Dabei geht die DFL davon aus, dass es sich bei den von ihr erstellten Spielplänen um urheberrechtlich geschützte Werke handelt. „Die DFL erbringt bei der Erstellung der Spielpläne  eine erhebliche schöpferische Leistung“, so Dr. Holger Blask, leitender Justiziar der DFL. Diese schöpferische Leistung bestehe insbesondere aus der Anordnung der Begegnungen mit Blick auf verschiedenste Kriterien wie die sportliche Ausgeglichenheit, Attraktivität für die Fans sowie Sicherheitsbelange und der Auswahl der konkreten Spieltermine. „Hierbei nutzt die DFL einen umfassenden Gestaltungsspielraum“, sagt Blask weiter.

DATENSÄTZE:

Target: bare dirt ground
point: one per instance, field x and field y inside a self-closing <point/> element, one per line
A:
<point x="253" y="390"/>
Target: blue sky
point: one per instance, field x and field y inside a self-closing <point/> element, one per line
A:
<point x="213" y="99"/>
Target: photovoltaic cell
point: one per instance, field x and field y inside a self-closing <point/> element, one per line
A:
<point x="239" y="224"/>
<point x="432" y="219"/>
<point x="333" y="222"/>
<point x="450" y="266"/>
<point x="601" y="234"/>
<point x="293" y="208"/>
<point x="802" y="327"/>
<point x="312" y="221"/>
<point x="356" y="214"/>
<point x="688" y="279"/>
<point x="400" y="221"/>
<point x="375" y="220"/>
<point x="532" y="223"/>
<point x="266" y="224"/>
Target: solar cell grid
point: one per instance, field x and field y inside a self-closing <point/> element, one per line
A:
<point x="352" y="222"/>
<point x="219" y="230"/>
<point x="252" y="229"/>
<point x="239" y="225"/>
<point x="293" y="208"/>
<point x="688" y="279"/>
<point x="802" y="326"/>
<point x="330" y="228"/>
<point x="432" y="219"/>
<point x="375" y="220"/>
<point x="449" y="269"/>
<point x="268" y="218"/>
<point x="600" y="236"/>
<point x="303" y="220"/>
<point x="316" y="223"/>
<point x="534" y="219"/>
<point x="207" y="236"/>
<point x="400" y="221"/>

AUFGABEN:
[1] Beantworte diese Fragen zum Ausgangstext:
(a) Wovon geht die DFL bei den von ihr erstellten Spielplänen aus?
(b) Welche Funktion hat Dr. Holger Blask bei der DFL?
(c) Welche Kriterien werden für die Anordnung der Begegnungen genannt?
[2] Schreib aus der Liste die Zeilen ab, angefangen mit der Zeile, die „Target: photovoltaic cell“ enthält, bis einschließlich der letzten Zeile der Liste.

LÖSUNGEN:
[1]
(a) Dass es sich um urheberrechtlich geschützte Werke handelt.
(b) Er ist leitender Justiziar der DFL.
(c) Die sportliche Ausgeglichenheit, die Attraktivität für die Fans sowie Sicherheitsbelange.

[2]
Target: photovoltaic cell
point: one per instance, field x and field y inside a self-closing <point/> element, one per line
A:
<point x="239" y="224"/>
<point x="432" y="219"/>
<point x="333" y="222"/>
<point x="450" y="266"/>
<point x="601" y="234"/>
<point x="293" y="208"/>
<point x="802" y="327"/>
<point x="312" y="221"/>
<point x="356" y="214"/>
<point x="688" y="279"/>
<point x="400" y="221"/>
<point x="375" y="220"/>
<point x="532" y="223"/>
<point x="266" y="224"/>
Target: solar cell grid
point: one per instance, field x and field y inside a self-closing <point/> element, one per line
A:
<point x="352" y="222"/>
<point x="219" y="230"/>
<point x="252" y="229"/>
<point x="239" y="225"/>
<point x="293" y="208"/>
<point x="688" y="279"/>
<point x="802" y="326"/>
<point x="330" y="228"/>
<point x="432" y="219"/>
<point x="375" y="220"/>
<point x="449" y="269"/>
<point x="268" y="218"/>
<point x="600" y="236"/>
<point x="303" y="220"/>
<point x="316" y="223"/>
<point x="534" y="219"/>
<point x="207" y="236"/>
<point x="400" y="221"/>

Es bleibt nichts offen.